▸ Page extract:
━━━━
| Principal Coordinates Analysis |
Either way, the dataset will be read in using read.alignment
with format="clustal" and stored in a dataframe called
aln. Temporary files are stored
here.
Once the alignment has been pasted or selected, you can start the PCO
computation. Below is the R code allowing to compute the analysis on the
data submitted.
You can modify these parameters in order to compute PCO with different options for the graphics.
aln. Therefore, do
not change it or you will not be able to compute your analysis.
mat <- dist.alignment(aln, matrix = "similarity")
Starting from the alignment in aln, a distance matrix is built.
Two options are available for computing the distances: matrix =
"identity" or matrix = "similarity". The first option can
be used either with nucleotide or protein sequences. It simply counts the number
of differences between each sequences in the alignment to compute the distances.
The second option can be used only with protein sequences alignments. It uses
the Fitch (1966) distance matrix between amino acids. This matrix is based on
the number of mutations required to change an amino-acid into another one.
━━━━
▸ Activity:
Continue the page on Principal Coordinates Analysis from the point where it stops. The data that follow come from a different source and are unrelated to the page on Principal Coordinates Analysis.
━━━━
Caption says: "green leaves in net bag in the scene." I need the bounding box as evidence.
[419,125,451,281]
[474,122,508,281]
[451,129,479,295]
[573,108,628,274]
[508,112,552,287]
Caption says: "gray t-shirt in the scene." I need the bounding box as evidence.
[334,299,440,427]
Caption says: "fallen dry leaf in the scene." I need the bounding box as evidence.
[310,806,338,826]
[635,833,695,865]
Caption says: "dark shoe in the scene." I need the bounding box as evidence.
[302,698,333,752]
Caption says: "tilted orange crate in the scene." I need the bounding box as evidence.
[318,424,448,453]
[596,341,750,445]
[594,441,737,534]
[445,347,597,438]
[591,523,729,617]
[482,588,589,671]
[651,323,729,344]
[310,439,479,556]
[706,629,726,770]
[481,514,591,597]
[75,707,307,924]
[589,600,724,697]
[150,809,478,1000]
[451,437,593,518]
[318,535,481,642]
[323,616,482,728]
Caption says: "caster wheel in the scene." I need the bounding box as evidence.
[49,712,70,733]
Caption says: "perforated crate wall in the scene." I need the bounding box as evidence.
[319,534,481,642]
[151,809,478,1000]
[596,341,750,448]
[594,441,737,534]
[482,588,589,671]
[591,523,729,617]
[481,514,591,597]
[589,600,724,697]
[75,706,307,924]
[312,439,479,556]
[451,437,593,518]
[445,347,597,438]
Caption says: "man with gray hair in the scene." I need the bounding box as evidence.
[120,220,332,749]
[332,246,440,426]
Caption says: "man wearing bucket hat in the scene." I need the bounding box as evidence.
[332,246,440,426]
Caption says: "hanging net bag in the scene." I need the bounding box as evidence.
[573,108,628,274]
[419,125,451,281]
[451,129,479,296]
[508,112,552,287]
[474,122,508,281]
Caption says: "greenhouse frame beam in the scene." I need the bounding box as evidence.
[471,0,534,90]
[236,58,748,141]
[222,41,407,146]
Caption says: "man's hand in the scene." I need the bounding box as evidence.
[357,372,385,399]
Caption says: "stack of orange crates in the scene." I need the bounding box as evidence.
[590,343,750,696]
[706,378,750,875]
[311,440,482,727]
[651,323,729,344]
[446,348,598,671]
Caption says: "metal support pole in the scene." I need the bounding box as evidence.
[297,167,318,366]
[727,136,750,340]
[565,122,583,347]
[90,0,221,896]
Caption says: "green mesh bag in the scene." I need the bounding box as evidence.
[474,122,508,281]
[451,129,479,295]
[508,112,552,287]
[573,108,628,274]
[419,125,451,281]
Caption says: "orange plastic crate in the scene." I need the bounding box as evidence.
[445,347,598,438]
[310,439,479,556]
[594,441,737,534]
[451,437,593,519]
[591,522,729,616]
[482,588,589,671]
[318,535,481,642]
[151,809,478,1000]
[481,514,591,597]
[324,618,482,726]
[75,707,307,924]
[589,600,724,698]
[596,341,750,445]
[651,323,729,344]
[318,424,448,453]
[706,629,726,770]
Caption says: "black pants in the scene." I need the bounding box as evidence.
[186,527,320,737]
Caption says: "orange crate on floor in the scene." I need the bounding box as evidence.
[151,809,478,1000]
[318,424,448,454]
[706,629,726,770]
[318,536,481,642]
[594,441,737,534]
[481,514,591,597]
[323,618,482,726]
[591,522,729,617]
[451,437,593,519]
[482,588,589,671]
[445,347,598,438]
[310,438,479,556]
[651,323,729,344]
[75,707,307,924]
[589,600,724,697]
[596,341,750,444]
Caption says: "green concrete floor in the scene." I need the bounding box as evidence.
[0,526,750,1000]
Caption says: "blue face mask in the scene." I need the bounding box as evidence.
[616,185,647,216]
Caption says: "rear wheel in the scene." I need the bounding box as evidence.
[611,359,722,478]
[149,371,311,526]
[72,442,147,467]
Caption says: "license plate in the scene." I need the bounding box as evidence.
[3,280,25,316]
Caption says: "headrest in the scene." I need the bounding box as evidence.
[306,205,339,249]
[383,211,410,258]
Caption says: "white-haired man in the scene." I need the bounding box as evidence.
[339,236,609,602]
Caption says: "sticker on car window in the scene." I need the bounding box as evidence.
━━━━
▸ Task answer:
The second line transforms the distance matrix computed from the alignment into an euclidean matrix as PCO can only be computed on such kind of data:
dst <- lingoes(mat)
Next, the categories for the organisms considered are defined. Note that this line is specific of the alignment used in this example, therefore it must be removed or edited when using your own data.
cat <- as.factor(c(1,1,1,1,2,3,3,3,3,3,3,3,4,1,1,1,1,1,1,1,1,3,3,3,3,5,5,5,3))
The categories defined here correspond to the taxonomic groups for the
species in which the sequences has been obtained. 1:
Proteobacteria, 2: Deinococcus/Thermus
, 3: Gram positives bacteria,
4: Cyanobacteria, 5:
Yeast.
The next line corresponds to the computation of PCO itself. The options used
mean that only the three first axes of the analysis have to be taken into
consideration (see the
dudi.pco
documentation page for more information):
pco <- dudi.pco(dst, scan = F, nf = 3)
s.label(pco$li, sub = "F1xF2 map")
The last command line is also specific to the example and must be removed or
edited when submitting your own data. It allows to draw the hulls gathering the
species belonging to the same taxonomic group. The colors used correspond
to the five groups previously defined:
s.chull(pco$li, cat, optchull=1, add.plot=TRUE, col=c("red","black","green","purple","blue"))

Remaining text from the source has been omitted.